Hollacombe House is a Grade II listed building in the Mid Devon local planning authority area, England. First listed on 26 August 1965. Farmhouse. 2 related planning applications.
Hollacombe House
- WRENN ID
- quiet-stair-dust
- Grade
- II
- Local Planning Authority
- Mid Devon
- Country
- England
- Date first listed
- 26 August 1965
- Type
- Farmhouse
- Source
- Historic England listing
Description
Hollacombe House is a large farmhouse that likely dates from the 16th or 17th century, but was rebuilt in the 18th century and refurbished and refronted in the mid-19th century. The front of the house is made of stucco on cob with rubble footings, while the rear features whitewashed brick on rubble footings. The building has stone and brick stacks and a concrete tile roof, which was thatched until around 1960. It is L-shaped, with the main block facing south and a rear block behind the left end.

→ **GIVEN INFORMATION**:

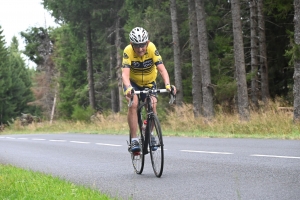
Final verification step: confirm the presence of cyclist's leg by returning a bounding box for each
[123,81,140,152]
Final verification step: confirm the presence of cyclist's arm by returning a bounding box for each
[157,63,176,95]
[157,63,170,85]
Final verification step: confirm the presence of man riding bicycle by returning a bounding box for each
[122,27,176,152]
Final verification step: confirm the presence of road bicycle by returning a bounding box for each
[127,88,176,177]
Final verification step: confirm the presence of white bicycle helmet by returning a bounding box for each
[129,27,148,44]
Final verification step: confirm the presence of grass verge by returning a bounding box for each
[0,165,112,200]
[0,102,300,140]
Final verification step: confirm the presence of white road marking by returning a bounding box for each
[5,137,16,140]
[250,154,300,159]
[96,143,122,147]
[49,140,66,142]
[32,138,46,141]
[70,141,90,144]
[180,150,233,155]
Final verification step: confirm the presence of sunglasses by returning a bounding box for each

→ **PROBLEMS AND TASKS**:
(a) Rewrite the Hollacombe House listing between "Hollacombe House is a Grade" and "related planning applications.", inclusive, swapping "Mid Devon" for "East Devon".
(b) Translate this sentence from the Hollacombe House listing into Spanish: "The building has stone and brick stacks and a concrete tile roof, which was thatched until around 1960."
(c) Pick up the Hollacombe House description after its final sentence and carry it on.

→ **EXERCISE RESULTS**:
(a)
Hollacombe House is a Grade II listed building in the East Devon local planning authority area, England. First listed on 26 August 1965. Farmhouse. 2 related planning applications.

(b) El edificio tiene chimeneas de piedra y ladrillo y un tejado de tejas de hormigón, que estuvo cubierto de paja hasta alrededor de 1960.

(c)
The front block has three rooms and a cross passage leading to a rear stair located to the left of the center room. There are end stacks and a rear lateral stack in the center. The house is two storeys high and has a regular four-window front that is framed by a slightly projecting flat-faced plinth, end pilasters, strips, and an eaves cornice. The entrance features a six-panel front door with an overlight, panelled reveals, and a flat-roofed Tuscan porch supported by two granite columns on block bases, with responds and a wooden entablature.
Flanking the entrance are late 19th-century flat-roofed canted bay windows with moulded entablature, four-pane forward sashes with horns, narrow sidelights, granite sills, and panelled bases. The left bay has a 20th-century door intruded at the front. Other windows are 16-pane sashes without horns. The eaves project on pairs of shaped brackets, and the roof is hipped on each side.
The rear wing has 16-pane sashes on the first floor and casements below, with the roof hipped to the rear. The back of the main block is made of 18th-century brick with burnt headers and includes some 18th or 19th-century timber casements with small panes. Inside, most fittings are from the 19th century, but there is a large volcanic stone fireplace exposed in the rear of the center room, which has a 20th-century replacement lintel and is presumably from the 16th or 17th century. The house appears to have adapted a 16th or 17th-century three-room-and-through-passage plan, and contemporary features are likely hidden. The roof has not been inspected.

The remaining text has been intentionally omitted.